Ketentuan Tugas — Tentukan apakah setiap pernyataan berikut sesuai dengan teks tentang Martabat Tujuh di Buton. Jawab ya atau tidak, lalu kutip kata-kata teks yang menentukan jawabannya. (a) Ajaran Martabat Tujuh dibawa ke Buton oleh Syarif Muhammad pada abad ke-17. (b) La Elangi adalah sultan pertama Buton. (c) Martabat al-insan merupakan martabat pertama dari ketujuh martabat.
===== Teks =====
Salah satu hal yang membuat kita terkagum diantara
sekian banyak yang menarik dari cerita tentang Kesultanan Buton adalah dijadikannya
Martabat Tujuh sebagai Undang-Undang kesultanan pada
masa pemerintahan sultan ke-IV dengan gelar Dayyan
Ikhsan ad-Din. Mengapa? Karena
sejatinya, Martabat Tujuh bukanlah undang-undang, tetapi tingkatan tasawuf
yang dikembangkan oleh Muhammad Ibn Fadlullah al-Burhanpuri. Martabat Tujuh
merupakan salah satu konsep dari cabang ilmu tasawuf yang mengkaji tentang
penciptaan dan yang dicipta (asal mula
ada hingga tiada dari zat kembali ke asal). Salah satu Tokoh besar Martabat Tujuh
adalah Ibnu Arabi (Alifuddin, 2007 ; 121). Ajaran Martabat Tujuh masuk ke Indonesia
pertama kali dikembangkan di Aceh (Kerajaan Samudra Pasai) oleh Hamzah Fansuri
dan Syams-ad-Din Al-Sumatrani. Ajaran ini dibawa masuk ke Buton oleh Syarif
Muhammad pada abad ke-17 (Yunus, 1995: 67). Ketujuh martabat tersebut terdiri dari;
pertama, martabat ahadiyah; kedua, martabat al-Wahdah; ketiga, martabat
al-Wahidiyyah; keempat, martabat alam al-arwah; kelima, martabat
alam al-misal; keenam, martabat alam al-ajsam; dan ketujuh adalah martabat
al-insan. Dalam implementasinya secara
kontekstual, sangat sarat dengan nilai-nilai pendidikan karakter. Nilai-nilai
inilah yang kemudian mengikat seluruh elemen kesultanan, sehingga tercipta masyarakat
yang rukun dan damai dengan senantiasa menjungjung tinggi segala aturan yang
berlaku.
Sekilas tentang Pembentukan Martabat Tujuh
Pasca
berakhirnya masa kekuasaan Murhum (sultan ke-1) hingga beberapa sultan
berikutnya tidak ada perkembangan berarti dalam sistem dan struktur
ketatanegaraan di Buton. Baru pada masa ketika La Elangi diangkat menjadi
sultan ke-4 (1579-1631) terjadi suatu perubahan yang sangat drastis dalam
tradisi dan sistem sosial budaya masyarakat Buton yang ditandai dengan di
susunnya suatu undang-undang dasar yang dikenal dengan undang-undang ”Martabat Tujuh versi Buton”. Dikatakan
versi Buton karena ajaran Martabat Tujuh adalah konsep atau ajaran yang dikenal
dalam dunia tasawuf dikalangan umat Islam. Pembentukan undang-undang Martabat
Tujuh oleh La Elangi dinyatakan sebagai upaya kearah pembentukan tatanan
tradisi kehidupan sosial bernegara yang teratur dan dilandasi oleh nilai-nilai
supremasi hukum. Selain itu pembentukan tersebut juga tidak lepas dari suatu
tuntutan situasi sosial politik dan budaya masyarakat yang berkembang pada saat
itu, hal ini paling tidak dapat dilihat dari suasana yang menjadi latar
belakang pembentukan undang-undang Martabat Tujuh.
===== Data yang Diberikan =====
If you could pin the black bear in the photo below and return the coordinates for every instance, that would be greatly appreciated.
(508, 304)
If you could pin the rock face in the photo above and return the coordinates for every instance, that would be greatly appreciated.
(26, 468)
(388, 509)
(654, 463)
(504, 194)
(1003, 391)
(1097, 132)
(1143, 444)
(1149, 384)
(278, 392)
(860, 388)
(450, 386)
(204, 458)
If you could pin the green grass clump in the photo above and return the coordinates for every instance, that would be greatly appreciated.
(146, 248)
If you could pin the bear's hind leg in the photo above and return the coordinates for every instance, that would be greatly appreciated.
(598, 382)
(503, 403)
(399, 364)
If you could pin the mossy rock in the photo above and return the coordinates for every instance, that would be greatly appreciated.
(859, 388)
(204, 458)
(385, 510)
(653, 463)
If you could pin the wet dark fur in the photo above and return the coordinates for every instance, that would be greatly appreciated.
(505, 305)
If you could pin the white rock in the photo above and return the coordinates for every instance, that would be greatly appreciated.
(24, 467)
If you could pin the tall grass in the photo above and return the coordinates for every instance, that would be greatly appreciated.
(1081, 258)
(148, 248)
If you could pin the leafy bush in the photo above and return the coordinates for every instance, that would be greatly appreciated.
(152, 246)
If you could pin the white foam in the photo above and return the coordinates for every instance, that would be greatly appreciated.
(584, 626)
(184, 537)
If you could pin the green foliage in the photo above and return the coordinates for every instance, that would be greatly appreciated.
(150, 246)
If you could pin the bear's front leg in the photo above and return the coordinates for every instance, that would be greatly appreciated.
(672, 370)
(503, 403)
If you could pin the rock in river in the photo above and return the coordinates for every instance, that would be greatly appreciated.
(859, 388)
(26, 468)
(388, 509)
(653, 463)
=====
Jawaban Latihan —
(a) Ya: "Ajaran ini dibawa masuk ke Buton oleh Syarif Muhammad pada abad ke-17".
(b) Tidak: "La Elangi diangkat menjadi sultan ke-4 (1579-1631)".
(c) Tidak: "ketujuh adalah martabat al-insan".